The problem - Rewrite the items from the start through the line containing "169 24 L 152", both included, keeping every line, requests too, and changing only the coordinates in the answers. Multiply each of those coordinates by 2.15 and round to a whole number, with halves going up.

Lines of data -

========================================================================

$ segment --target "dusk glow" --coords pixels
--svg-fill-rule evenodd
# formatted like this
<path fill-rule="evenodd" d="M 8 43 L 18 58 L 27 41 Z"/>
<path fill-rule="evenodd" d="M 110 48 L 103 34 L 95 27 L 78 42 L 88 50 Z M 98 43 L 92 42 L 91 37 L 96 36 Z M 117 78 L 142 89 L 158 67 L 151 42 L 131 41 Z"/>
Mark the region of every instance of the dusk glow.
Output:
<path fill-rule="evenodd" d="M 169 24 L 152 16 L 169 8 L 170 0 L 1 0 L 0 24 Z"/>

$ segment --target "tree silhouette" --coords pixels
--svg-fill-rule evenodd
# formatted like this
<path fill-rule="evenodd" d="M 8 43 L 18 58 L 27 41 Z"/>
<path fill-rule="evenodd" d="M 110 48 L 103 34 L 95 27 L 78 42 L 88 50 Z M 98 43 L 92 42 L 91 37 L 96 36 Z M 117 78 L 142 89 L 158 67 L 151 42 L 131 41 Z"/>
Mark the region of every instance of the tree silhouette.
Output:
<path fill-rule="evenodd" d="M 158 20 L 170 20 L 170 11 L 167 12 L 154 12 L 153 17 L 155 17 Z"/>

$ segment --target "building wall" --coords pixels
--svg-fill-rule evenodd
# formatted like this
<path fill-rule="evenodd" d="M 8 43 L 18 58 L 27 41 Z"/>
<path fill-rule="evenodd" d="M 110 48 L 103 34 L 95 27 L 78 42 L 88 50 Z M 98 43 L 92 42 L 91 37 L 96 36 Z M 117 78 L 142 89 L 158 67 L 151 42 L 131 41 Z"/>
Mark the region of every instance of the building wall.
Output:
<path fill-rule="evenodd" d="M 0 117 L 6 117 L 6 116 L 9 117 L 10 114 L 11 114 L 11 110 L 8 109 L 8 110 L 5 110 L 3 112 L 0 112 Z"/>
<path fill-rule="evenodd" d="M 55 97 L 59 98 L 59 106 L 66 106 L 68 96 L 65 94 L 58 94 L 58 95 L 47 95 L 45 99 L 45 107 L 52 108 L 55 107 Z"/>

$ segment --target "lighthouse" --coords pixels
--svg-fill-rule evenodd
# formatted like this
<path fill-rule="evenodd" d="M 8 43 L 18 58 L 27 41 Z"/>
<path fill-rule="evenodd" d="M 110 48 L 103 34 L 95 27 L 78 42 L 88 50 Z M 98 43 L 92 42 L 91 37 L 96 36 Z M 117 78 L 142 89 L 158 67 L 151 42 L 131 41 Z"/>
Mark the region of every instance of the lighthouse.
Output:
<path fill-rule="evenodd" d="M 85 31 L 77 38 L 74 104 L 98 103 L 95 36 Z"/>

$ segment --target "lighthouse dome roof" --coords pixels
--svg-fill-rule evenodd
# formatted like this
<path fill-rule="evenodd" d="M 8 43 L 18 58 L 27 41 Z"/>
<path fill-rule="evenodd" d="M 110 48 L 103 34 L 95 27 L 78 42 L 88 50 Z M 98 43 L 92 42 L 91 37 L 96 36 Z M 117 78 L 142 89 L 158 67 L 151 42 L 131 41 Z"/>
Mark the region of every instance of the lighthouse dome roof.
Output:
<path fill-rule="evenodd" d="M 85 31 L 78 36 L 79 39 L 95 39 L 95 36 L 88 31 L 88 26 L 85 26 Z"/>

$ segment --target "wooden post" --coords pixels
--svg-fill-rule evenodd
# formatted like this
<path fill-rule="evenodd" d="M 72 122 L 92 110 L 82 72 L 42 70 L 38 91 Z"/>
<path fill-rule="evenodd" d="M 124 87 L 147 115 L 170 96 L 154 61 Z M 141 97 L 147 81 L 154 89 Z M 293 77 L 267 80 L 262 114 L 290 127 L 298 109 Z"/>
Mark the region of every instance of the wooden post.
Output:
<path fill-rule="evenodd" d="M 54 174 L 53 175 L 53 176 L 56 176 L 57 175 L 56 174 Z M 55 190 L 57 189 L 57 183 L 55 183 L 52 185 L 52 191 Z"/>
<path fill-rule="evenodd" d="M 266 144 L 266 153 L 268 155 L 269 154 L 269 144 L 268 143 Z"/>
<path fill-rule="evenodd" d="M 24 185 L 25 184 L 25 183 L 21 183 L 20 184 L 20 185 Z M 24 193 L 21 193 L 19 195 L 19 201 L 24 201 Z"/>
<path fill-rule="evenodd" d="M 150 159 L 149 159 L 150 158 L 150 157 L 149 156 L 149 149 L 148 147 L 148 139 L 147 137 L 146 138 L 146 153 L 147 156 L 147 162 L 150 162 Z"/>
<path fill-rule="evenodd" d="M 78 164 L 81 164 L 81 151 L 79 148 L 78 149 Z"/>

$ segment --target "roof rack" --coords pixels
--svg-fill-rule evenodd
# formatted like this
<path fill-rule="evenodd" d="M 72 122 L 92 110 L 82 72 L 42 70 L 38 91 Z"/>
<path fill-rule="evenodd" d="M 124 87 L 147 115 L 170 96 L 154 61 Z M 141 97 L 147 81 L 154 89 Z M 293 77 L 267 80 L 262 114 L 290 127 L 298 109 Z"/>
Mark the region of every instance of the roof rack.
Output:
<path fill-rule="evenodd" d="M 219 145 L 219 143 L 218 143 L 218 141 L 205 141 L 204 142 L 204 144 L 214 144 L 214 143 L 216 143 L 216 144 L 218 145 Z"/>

========================================================================

Correct answer -
$ segment --target "dusk glow" --coords pixels
--svg-fill-rule evenodd
# formatted like this
<path fill-rule="evenodd" d="M 8 43 L 18 58 L 27 41 Z"/>
<path fill-rule="evenodd" d="M 110 48 L 103 34 L 95 27 L 78 42 L 88 50 Z M 98 43 L 92 42 L 91 37 L 96 36 Z M 117 78 L 142 89 L 158 67 L 151 42 L 131 41 Z"/>
Mark the region of every instance of the dusk glow.
Output:
<path fill-rule="evenodd" d="M 363 52 L 327 34 L 363 17 L 366 0 L 2 0 L 0 52 Z"/>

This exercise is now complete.